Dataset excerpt
[start]
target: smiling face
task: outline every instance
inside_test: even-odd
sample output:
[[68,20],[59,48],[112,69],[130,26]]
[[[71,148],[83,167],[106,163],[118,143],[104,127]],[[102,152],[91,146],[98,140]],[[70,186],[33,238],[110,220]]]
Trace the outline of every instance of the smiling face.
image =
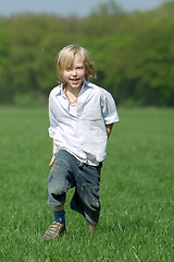
[[77,52],[74,62],[63,71],[63,79],[67,90],[80,90],[85,79],[84,57]]

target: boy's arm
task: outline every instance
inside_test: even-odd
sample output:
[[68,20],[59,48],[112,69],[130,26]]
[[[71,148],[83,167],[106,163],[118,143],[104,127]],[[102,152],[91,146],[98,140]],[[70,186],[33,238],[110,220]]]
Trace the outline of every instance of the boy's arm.
[[49,166],[52,166],[54,163],[54,159],[55,159],[54,150],[55,150],[55,144],[54,144],[54,141],[52,140],[52,157],[51,157]]
[[111,134],[112,127],[113,127],[113,123],[105,124],[105,128],[107,128],[107,133],[108,133],[108,138],[109,138],[109,136],[110,136],[110,134]]

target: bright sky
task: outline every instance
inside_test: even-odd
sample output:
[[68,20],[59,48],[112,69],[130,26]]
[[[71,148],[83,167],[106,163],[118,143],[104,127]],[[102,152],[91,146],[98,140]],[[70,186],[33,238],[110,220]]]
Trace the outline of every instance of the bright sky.
[[[61,16],[74,14],[83,17],[96,9],[99,3],[107,2],[108,0],[0,0],[0,15],[34,12],[52,13]],[[117,0],[116,2],[129,12],[153,9],[165,0]]]

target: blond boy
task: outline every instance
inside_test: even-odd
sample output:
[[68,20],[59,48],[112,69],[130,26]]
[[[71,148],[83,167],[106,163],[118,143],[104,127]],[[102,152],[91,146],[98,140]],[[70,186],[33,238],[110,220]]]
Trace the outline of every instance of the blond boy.
[[107,142],[119,122],[115,103],[109,92],[88,82],[96,76],[89,52],[76,45],[57,56],[60,85],[49,96],[49,135],[53,140],[52,166],[48,177],[48,204],[53,206],[53,223],[45,240],[66,233],[64,203],[66,191],[75,188],[71,209],[95,233],[100,214],[100,171]]

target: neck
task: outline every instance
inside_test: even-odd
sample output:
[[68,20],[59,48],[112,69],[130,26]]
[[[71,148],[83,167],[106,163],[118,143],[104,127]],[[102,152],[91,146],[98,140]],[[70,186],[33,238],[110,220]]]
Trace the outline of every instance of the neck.
[[72,95],[74,95],[75,97],[78,96],[80,90],[83,87],[83,84],[82,86],[79,87],[76,87],[76,88],[72,88],[71,86],[69,86],[67,84],[64,85],[63,90],[65,90],[67,93],[71,93]]

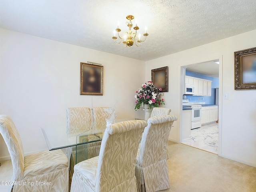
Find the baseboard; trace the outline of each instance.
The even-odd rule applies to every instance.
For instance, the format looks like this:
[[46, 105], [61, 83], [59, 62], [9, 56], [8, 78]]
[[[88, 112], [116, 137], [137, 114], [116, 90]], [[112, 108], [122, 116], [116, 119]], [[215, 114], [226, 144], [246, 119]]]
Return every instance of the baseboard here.
[[256, 167], [256, 164], [255, 163], [249, 162], [247, 161], [244, 161], [242, 159], [240, 159], [238, 158], [234, 158], [232, 157], [230, 157], [228, 155], [226, 155], [225, 154], [223, 154], [222, 153], [221, 154], [221, 156], [222, 157], [224, 157], [224, 158], [226, 158], [226, 159], [230, 159], [230, 160], [232, 160], [234, 161], [236, 161], [236, 162], [238, 162], [239, 163], [242, 163], [243, 164], [245, 164], [246, 165], [249, 165], [250, 166], [252, 166], [252, 167]]
[[173, 138], [170, 138], [170, 137], [168, 138], [168, 141], [172, 141], [172, 142], [174, 142], [175, 143], [178, 143], [178, 141], [176, 139], [174, 139]]
[[182, 140], [182, 142], [187, 141], [188, 140], [189, 140], [189, 139], [190, 139], [189, 138], [187, 138], [186, 139], [183, 139]]
[[[37, 153], [38, 152], [40, 152], [41, 151], [45, 151], [45, 150], [48, 150], [47, 149], [45, 149], [44, 150], [41, 150], [40, 151], [35, 151], [30, 152], [28, 152], [24, 153], [24, 156], [26, 156], [27, 155], [30, 155], [33, 153]], [[8, 156], [4, 156], [3, 157], [0, 157], [0, 161], [6, 161], [6, 160], [9, 160], [11, 159], [11, 156], [9, 155]]]

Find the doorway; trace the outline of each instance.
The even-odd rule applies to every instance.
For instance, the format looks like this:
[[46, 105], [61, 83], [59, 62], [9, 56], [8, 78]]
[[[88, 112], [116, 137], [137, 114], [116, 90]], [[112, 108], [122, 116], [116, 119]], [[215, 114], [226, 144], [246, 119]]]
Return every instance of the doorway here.
[[[202, 106], [202, 124], [191, 129], [192, 114], [183, 108], [180, 115], [180, 142], [184, 144], [220, 155], [221, 152], [221, 109], [222, 58], [188, 64], [181, 67], [181, 96], [183, 106]], [[185, 87], [193, 84], [196, 92], [193, 94], [186, 94]], [[207, 86], [208, 93], [201, 93], [201, 86], [198, 82], [204, 82]], [[205, 84], [204, 84], [204, 85]], [[209, 85], [210, 88], [209, 88]], [[199, 91], [199, 92], [198, 92]], [[209, 92], [210, 93], [209, 93]], [[217, 94], [216, 93], [217, 92]], [[184, 114], [186, 114], [185, 115]], [[189, 115], [190, 115], [190, 116]], [[193, 125], [193, 124], [192, 124]]]

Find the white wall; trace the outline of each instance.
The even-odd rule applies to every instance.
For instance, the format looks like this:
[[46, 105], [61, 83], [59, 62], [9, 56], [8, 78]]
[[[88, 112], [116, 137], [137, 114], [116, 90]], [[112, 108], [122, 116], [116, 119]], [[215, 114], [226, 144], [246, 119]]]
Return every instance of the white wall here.
[[[235, 51], [256, 46], [256, 30], [209, 43], [146, 62], [146, 79], [151, 70], [168, 66], [169, 92], [165, 93], [166, 107], [180, 118], [180, 68], [223, 56], [222, 151], [220, 156], [256, 167], [256, 90], [234, 90]], [[179, 124], [172, 129], [170, 138], [179, 141]]]
[[[118, 118], [144, 117], [134, 109], [144, 62], [3, 29], [0, 46], [0, 114], [14, 121], [25, 154], [47, 149], [41, 128], [65, 124], [68, 107], [117, 102]], [[79, 94], [80, 62], [88, 61], [104, 66], [103, 96]], [[8, 156], [1, 136], [0, 159]]]

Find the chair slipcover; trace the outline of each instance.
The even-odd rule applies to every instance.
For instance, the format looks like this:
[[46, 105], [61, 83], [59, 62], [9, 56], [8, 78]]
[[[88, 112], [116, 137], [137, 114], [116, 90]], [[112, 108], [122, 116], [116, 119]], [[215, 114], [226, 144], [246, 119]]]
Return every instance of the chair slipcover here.
[[76, 165], [71, 192], [137, 191], [135, 166], [147, 122], [133, 120], [106, 128], [100, 155]]
[[92, 116], [93, 117], [92, 129], [101, 130], [106, 128], [107, 124], [106, 119], [109, 118], [110, 114], [106, 111], [105, 109], [108, 109], [109, 108], [110, 108], [100, 107], [92, 108]]
[[172, 110], [163, 107], [154, 107], [152, 110], [150, 117], [161, 115], [170, 115]]
[[[69, 134], [68, 141], [70, 143], [74, 143], [74, 139], [76, 140], [76, 136], [86, 131], [90, 131], [92, 127], [92, 118], [90, 108], [88, 107], [72, 107], [68, 108], [67, 112], [67, 132]], [[99, 138], [95, 136], [88, 136], [88, 141], [98, 140]], [[69, 160], [71, 159], [70, 170], [71, 174], [74, 164], [84, 160], [86, 150], [88, 148], [87, 158], [90, 158], [99, 155], [101, 141], [94, 142], [82, 145], [77, 147], [76, 151], [76, 147], [67, 148], [66, 153]], [[72, 155], [71, 156], [71, 154]]]
[[[61, 150], [43, 151], [24, 157], [17, 128], [12, 119], [6, 115], [0, 115], [0, 133], [11, 156], [13, 168], [12, 181], [17, 182], [13, 191], [68, 191], [68, 159]], [[37, 182], [50, 184], [36, 185]], [[28, 184], [19, 184], [22, 183]]]
[[136, 161], [135, 175], [139, 192], [155, 192], [170, 188], [166, 150], [172, 125], [177, 120], [174, 116], [166, 115], [148, 120]]

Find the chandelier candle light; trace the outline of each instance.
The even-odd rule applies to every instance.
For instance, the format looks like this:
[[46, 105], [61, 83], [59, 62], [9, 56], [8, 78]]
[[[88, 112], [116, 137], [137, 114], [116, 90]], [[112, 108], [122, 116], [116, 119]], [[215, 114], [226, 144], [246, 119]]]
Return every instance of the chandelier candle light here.
[[[131, 46], [132, 46], [134, 42], [135, 42], [136, 46], [138, 47], [140, 46], [141, 42], [144, 42], [146, 40], [147, 36], [148, 35], [148, 34], [147, 33], [146, 27], [145, 28], [145, 33], [143, 34], [143, 36], [145, 36], [145, 39], [142, 40], [140, 39], [140, 34], [137, 35], [137, 30], [138, 30], [140, 28], [137, 25], [136, 20], [135, 20], [135, 26], [133, 28], [133, 29], [135, 30], [135, 32], [132, 31], [131, 29], [133, 26], [133, 24], [132, 22], [132, 20], [134, 18], [134, 17], [132, 15], [128, 15], [127, 16], [126, 16], [126, 19], [129, 20], [129, 22], [126, 22], [126, 23], [127, 26], [129, 27], [129, 31], [128, 32], [126, 32], [122, 37], [121, 37], [119, 34], [119, 32], [121, 31], [121, 29], [119, 28], [119, 25], [118, 24], [117, 28], [114, 31], [114, 36], [112, 37], [112, 38], [114, 39], [116, 44], [119, 44], [122, 41], [123, 43], [124, 44], [125, 47], [129, 46], [129, 48], [130, 49]], [[120, 41], [118, 42], [116, 41], [116, 40], [117, 39], [117, 37], [116, 37], [116, 32], [117, 32], [118, 37], [120, 39]], [[138, 44], [136, 42], [138, 43]]]

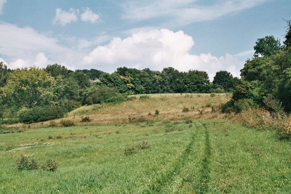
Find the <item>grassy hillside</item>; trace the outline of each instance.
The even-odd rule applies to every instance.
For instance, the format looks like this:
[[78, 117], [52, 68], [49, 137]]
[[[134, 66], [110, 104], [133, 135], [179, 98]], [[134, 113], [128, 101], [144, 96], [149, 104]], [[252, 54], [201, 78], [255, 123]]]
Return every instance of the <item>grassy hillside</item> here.
[[[77, 125], [117, 125], [141, 121], [156, 122], [168, 120], [211, 118], [218, 113], [211, 112], [222, 103], [228, 101], [230, 96], [227, 94], [161, 94], [146, 96], [149, 99], [142, 99], [140, 96], [130, 96], [135, 99], [119, 104], [96, 104], [84, 106], [69, 113], [65, 119], [74, 121]], [[188, 112], [183, 113], [183, 108], [188, 108]], [[158, 110], [160, 114], [155, 115]], [[81, 123], [82, 117], [89, 116], [89, 123]], [[56, 120], [59, 123], [61, 120]], [[45, 127], [49, 121], [30, 125], [31, 128]], [[21, 124], [16, 125], [21, 126]]]
[[[143, 141], [149, 147], [138, 148]], [[0, 193], [287, 194], [290, 146], [273, 132], [221, 119], [1, 134]], [[125, 155], [132, 147], [137, 153]], [[21, 155], [59, 166], [19, 171]]]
[end]
◆ **DESCRIPTION OF THE TASK**
Change "slipcover" to "cushion" in every row from the line containing "Find the chair" down to the line containing "128], [100, 155]]", and return only those lines with nothing else altered.

◆ **FINAL RESULT**
Find the chair cushion; trace the outline of each instance.
The even-odd rule applies to every instance.
For instance, the format looks like this:
[[46, 105], [61, 83], [59, 62], [9, 56], [8, 78]]
[[[88, 112], [116, 137], [137, 114], [116, 90]], [[112, 108], [122, 116], [116, 119]], [[215, 114], [226, 144], [246, 119]]]
Return every instance of the chair cushion here.
[[76, 165], [71, 192], [137, 191], [135, 166], [147, 122], [133, 120], [106, 128], [100, 155]]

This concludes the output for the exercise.